=== INSTRUCTION ===
Please carry on the debate passage below about new and compelling evidence from the point where it stops.

I take the point of the noble Viscount, Lord Colville of Culross, about how new is "new". I recall that when I had insurance on a computer it was on the basis that if anything went wrong and it was not capable of being repaired one could have a new part. When the monitor failed and could not be repaired, it turned out that the insurance company defined "new" as something that was new to me—in other words, renovated and not new. The noble Viscount hit the nail very firmly on the head: what indeed is to be "compelling new evidence".

I am grateful for the way in which the noble and learned Lord has put the Government's case. They consider that the reasonableness test for new and compelling evidence comes within the wider remit of the Court of Appeal decision on the interests of justice in Clause 73(2)(c).

I shall certainly consider that matter further. It may be that the noble and learned Lord has satisfied me about it. I should like to discuss it further with him during the summer. I may not need to come back to it on Report, but I shall have to consider the matter carefully. My objective is exactly the same as the Government's in this respect. I want to ensure that there can be no excuse for sloppy investigations by either the police or, subsequently, by the prosecutor which would mean that there could be a greater opportunity for retrial than is strictly necessary. As our objectives are clearly the same, this is one of the provisions on which we should be able to come to an agreement rather than having difficulty with it on Report. In that spirit, I beg leave to withdraw the amendment.

=== DATA SHOWN ===
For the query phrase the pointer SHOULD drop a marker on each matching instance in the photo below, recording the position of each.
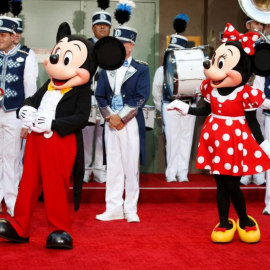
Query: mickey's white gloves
(265, 145)
(178, 105)
(28, 114)
(43, 123)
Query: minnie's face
(221, 73)
(64, 64)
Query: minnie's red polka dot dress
(227, 145)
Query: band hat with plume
(122, 14)
(7, 24)
(179, 24)
(16, 9)
(102, 16)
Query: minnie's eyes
(68, 58)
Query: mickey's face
(64, 64)
(220, 70)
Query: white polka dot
(228, 166)
(201, 159)
(254, 92)
(238, 132)
(245, 135)
(240, 146)
(215, 127)
(226, 137)
(235, 169)
(255, 37)
(242, 121)
(231, 28)
(206, 136)
(216, 159)
(258, 154)
(228, 122)
(247, 50)
(245, 168)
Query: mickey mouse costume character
(231, 143)
(56, 115)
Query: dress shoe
(249, 235)
(107, 216)
(59, 240)
(132, 217)
(266, 210)
(8, 232)
(223, 235)
(259, 179)
(245, 180)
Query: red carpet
(170, 236)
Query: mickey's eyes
(221, 63)
(68, 58)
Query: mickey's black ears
(63, 31)
(261, 60)
(109, 53)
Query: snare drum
(183, 72)
(149, 113)
(93, 116)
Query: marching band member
(121, 95)
(178, 130)
(92, 135)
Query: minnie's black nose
(206, 64)
(54, 59)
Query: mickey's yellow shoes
(249, 235)
(222, 235)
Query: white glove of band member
(43, 123)
(265, 145)
(178, 105)
(28, 114)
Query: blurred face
(6, 41)
(101, 30)
(254, 25)
(17, 39)
(129, 47)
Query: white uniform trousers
(10, 144)
(267, 137)
(122, 151)
(179, 136)
(93, 150)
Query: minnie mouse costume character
(56, 115)
(231, 143)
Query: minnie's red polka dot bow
(247, 40)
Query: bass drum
(183, 72)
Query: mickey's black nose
(54, 59)
(206, 64)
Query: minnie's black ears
(261, 60)
(109, 53)
(63, 31)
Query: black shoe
(59, 240)
(9, 233)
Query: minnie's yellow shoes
(249, 235)
(222, 235)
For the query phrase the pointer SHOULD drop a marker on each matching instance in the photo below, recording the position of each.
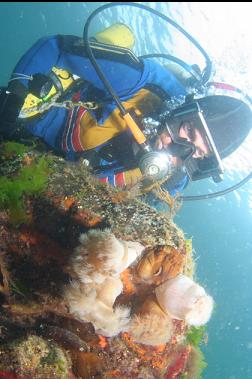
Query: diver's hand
(163, 141)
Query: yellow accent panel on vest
(32, 101)
(93, 134)
(132, 177)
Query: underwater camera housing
(209, 166)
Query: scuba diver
(158, 131)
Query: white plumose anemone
(96, 266)
(185, 300)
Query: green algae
(28, 180)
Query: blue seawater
(220, 228)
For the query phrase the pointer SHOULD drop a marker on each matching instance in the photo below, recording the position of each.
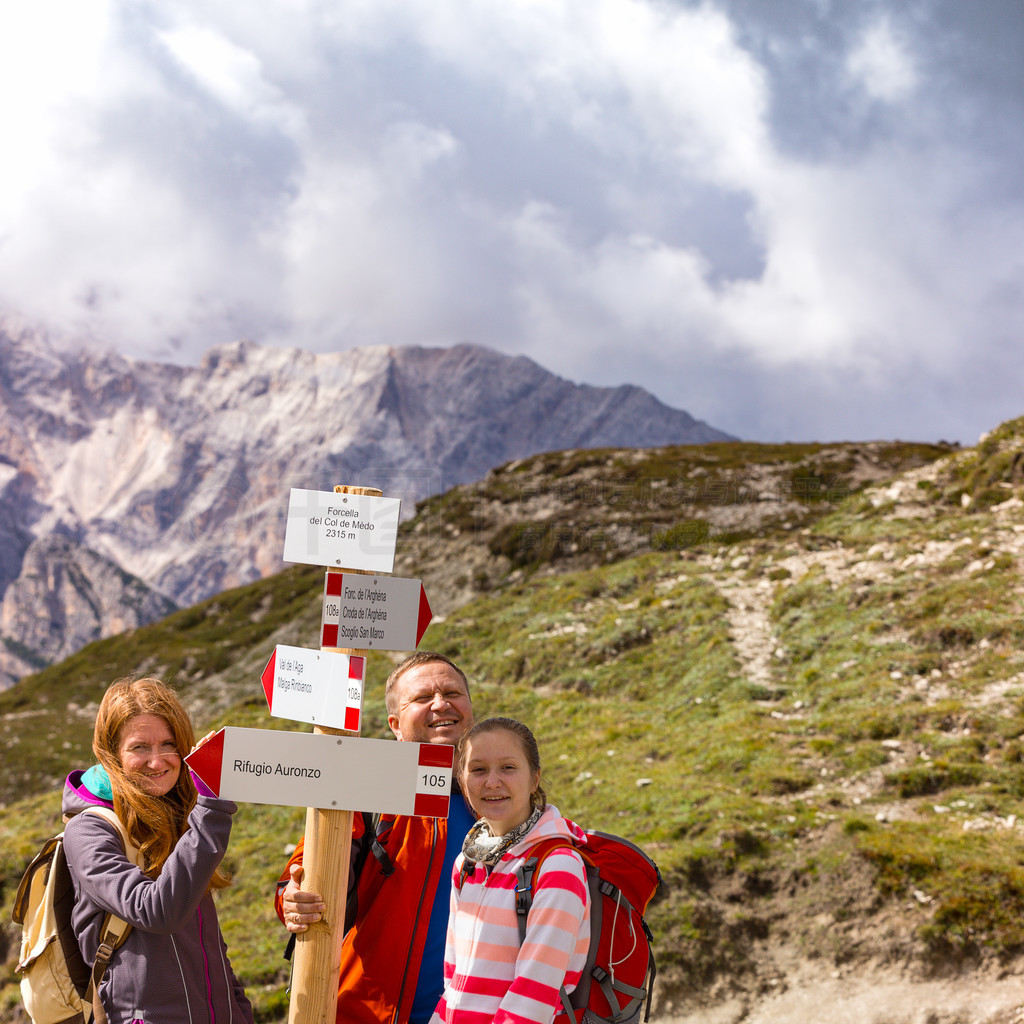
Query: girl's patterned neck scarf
(482, 847)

=== THE REPLY ===
Amendment, by leave, withdrawn.

[Amendment No. 135BA not moved.]

Lord Thomas of Gresford moved Amendment No. 135BB:


    Page 48, line 4, leave out subsection (5).

The noble Lord said: This amendment is simply designed to obtain an explanation from the Government as to what this provision means. I do not understand the purpose of it, and I really cannot have any attitude to whether I want to see it in the Bill until I understand it. I beg to move.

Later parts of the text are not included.